Beeba: What are the most important lessons you have learned from grief?
Maymee: There are many. But one of the most significant ones is to not take anything or anybody for granted. Grief is something that you cannot ignore. You have to go through the pain and feel it to be able to heal from it, but it's also something you never get over. It continues to come back in waves. Although it makes you feel like you're the only person in the world who's ever experienced it, you realize that everybody will experience it at some point. It's just a universal language. And I've said before - in all the difficulties of life, there's no reason to say, "why me?" We need to say, "why not me?" The irony of it is, and maybe this stems from learning not to take people for granted, but there's so many things that are more noticeable - more acute, intense - than they were before. I don't have all the answers about grief because I haven't learned all the lessons yet. I hate the phrase "a new normal" - but there is a thing about adapting and adjusting again, where you have to figure out how to go on, how to do things you never had to do before, and how to do them by yourself. And while we all grieve, no two people grieve alike.



Beeba: You walked through an unexpected breast cancer journey last year. What message would you like to share with people about that experience?
Maymee: First of all, get your mammograms on time. With that said, what I mean is to be proactive about taking care of your health - and be aware of how something as simple as a mammogram or a colonoscopy can save your life. I think breast cancer, for me, is like a lot of other things in my life. The major things in my life that have happened to me have never occurred to me to worry about. The things that I've worried about have never happened. So one good take away is - don't worry. Just do what you can to take care of yourself. And there are a lot of wonderful people out there - in the role of doctors, nurses, radiologists - who are waiting to help. It's another example of, "don't say why me...say why not me?" It can happen to anybody.

Beeba: What is your definition of pure contentment?
Maymee: I don't know. I think I am pretty content all the time. I find myself most content when I know that all my children and grandchildren are ok. A long time ago, I heard the phrase, "I want to live simply so that others may simply live." I find the simpler I live, the more content I am. I consider myself a minimalistic person. Although I sit here in a house that's nice, surrounded by stuff, most of it's not mine. You can just get by on so little.

Beeba: Where is your favorite place to be?

————

QUESTIONS TO ANSWER:
**1)** In the interview, what does Maymee say is one of the most significant lessons she has learned from grief?
**2)** Retype the part of the interview between "Beeba: What is" and "place to be?", inclusive.
The records have nothing to do with the interview.

————

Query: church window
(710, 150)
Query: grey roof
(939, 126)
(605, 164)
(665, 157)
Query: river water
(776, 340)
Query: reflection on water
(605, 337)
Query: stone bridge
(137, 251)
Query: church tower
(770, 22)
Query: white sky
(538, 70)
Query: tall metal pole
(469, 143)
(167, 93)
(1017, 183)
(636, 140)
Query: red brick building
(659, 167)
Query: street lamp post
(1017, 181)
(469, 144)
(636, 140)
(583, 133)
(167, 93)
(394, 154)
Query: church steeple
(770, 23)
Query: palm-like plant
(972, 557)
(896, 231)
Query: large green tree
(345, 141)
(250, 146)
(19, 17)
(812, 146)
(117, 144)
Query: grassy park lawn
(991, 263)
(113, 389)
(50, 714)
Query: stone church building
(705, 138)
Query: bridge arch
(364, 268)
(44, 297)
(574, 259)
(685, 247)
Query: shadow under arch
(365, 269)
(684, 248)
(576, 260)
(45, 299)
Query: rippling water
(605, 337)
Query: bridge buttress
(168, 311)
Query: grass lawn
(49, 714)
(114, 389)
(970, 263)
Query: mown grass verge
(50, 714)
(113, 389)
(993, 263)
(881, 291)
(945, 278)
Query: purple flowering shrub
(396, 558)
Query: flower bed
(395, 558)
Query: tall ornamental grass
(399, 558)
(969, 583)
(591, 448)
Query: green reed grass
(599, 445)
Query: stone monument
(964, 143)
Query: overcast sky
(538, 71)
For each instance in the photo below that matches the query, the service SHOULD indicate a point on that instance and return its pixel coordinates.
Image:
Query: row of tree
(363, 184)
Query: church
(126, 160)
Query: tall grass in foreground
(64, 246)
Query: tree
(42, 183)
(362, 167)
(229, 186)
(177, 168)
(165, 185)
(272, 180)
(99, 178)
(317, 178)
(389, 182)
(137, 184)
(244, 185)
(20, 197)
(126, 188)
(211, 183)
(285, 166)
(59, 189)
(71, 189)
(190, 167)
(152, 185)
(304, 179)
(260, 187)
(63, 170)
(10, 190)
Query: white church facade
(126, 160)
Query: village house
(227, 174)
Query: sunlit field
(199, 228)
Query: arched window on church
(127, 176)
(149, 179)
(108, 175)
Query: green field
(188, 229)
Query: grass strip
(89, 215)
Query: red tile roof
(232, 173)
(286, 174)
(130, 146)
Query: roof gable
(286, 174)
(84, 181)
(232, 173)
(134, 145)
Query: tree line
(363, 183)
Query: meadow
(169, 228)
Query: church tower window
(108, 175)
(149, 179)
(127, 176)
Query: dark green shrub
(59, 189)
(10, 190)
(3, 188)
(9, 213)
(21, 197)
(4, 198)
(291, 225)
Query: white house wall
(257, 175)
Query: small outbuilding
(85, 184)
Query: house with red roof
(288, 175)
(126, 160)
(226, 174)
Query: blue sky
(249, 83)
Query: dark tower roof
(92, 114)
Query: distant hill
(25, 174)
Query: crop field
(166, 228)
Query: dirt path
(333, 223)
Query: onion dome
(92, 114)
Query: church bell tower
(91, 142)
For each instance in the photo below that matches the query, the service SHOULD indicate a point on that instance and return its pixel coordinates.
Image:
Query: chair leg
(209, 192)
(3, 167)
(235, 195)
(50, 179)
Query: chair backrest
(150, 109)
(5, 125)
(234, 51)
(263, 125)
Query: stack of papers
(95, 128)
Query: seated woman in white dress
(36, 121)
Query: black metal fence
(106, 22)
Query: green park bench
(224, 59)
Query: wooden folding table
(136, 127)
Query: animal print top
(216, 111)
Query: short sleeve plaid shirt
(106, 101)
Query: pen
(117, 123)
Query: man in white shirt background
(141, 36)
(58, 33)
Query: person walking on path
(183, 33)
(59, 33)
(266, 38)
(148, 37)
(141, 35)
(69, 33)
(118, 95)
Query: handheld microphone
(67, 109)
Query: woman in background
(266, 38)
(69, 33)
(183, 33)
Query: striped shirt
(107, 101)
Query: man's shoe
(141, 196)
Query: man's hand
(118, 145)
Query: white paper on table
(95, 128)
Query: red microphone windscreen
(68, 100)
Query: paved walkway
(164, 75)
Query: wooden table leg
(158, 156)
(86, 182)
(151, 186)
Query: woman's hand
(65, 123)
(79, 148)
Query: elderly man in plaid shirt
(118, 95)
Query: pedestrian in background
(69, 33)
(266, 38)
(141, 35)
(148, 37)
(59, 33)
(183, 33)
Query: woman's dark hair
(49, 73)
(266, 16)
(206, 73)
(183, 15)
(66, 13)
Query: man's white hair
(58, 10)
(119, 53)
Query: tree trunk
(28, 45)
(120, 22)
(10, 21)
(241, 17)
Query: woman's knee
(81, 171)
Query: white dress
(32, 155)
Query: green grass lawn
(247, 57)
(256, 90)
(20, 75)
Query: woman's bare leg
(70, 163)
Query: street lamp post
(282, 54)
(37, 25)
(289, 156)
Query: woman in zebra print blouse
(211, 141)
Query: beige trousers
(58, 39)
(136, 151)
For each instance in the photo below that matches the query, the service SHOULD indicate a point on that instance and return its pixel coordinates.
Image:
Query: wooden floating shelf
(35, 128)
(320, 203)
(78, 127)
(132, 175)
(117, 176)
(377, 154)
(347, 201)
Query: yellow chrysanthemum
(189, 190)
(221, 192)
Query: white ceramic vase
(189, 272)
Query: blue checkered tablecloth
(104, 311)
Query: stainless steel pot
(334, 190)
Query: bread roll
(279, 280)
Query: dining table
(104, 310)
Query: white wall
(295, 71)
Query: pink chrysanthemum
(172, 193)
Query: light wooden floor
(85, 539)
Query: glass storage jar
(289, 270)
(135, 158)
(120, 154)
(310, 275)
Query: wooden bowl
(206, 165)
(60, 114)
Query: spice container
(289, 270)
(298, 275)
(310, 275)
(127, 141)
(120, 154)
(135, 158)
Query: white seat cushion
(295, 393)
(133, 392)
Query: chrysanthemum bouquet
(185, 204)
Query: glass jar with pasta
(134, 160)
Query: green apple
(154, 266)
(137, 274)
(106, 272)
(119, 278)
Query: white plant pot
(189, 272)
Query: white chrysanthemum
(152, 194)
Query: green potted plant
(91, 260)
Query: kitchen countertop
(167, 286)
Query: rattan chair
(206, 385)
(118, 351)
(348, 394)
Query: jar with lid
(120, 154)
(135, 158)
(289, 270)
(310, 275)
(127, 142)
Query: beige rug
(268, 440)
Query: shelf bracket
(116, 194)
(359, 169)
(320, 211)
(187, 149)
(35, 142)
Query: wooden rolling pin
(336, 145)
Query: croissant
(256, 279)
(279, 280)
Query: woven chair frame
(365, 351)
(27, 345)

————

RESULTS BY TASK:
**1)** Not to take anything or anybody for granted.

**2)**
Beeba: What is your definition of pure contentment?
Maymee: I don't know. I think I am pretty content all the time. I find myself most content when I know that all my children and grandchildren are ok. A long time ago, I heard the phrase, "I want to live simply so that others may simply live." I find the simpler I live, the more content I am. I consider myself a minimalistic person. Although I sit here in a house that's nice, surrounded by stuff, most of it's not mine. You can just get by on so little.

Beeba: Where is your favorite place to be?